• TASK STATEMENT: Could you revise the rows below so that every "Reviewer note" becomes "Annotator note", leaving everything else untouched?

Excerpts of location labeling data:
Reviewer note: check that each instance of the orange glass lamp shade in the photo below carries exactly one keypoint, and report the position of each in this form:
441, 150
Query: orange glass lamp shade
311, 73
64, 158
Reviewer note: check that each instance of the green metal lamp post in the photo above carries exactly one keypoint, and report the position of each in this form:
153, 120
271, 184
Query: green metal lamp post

• RESULT OF THIS EXERCISE:
Annotator note: check that each instance of the orange glass lamp shade in the photo below carries exactly one keypoint, and report the position of each in this form:
441, 150
Query: orange glass lamp shade
311, 73
64, 158
Annotator note: check that each instance of the green metal lamp post in the photo above carries exactly one keypoint, and report the position of each in this form:
153, 120
271, 184
Query: green metal lamp post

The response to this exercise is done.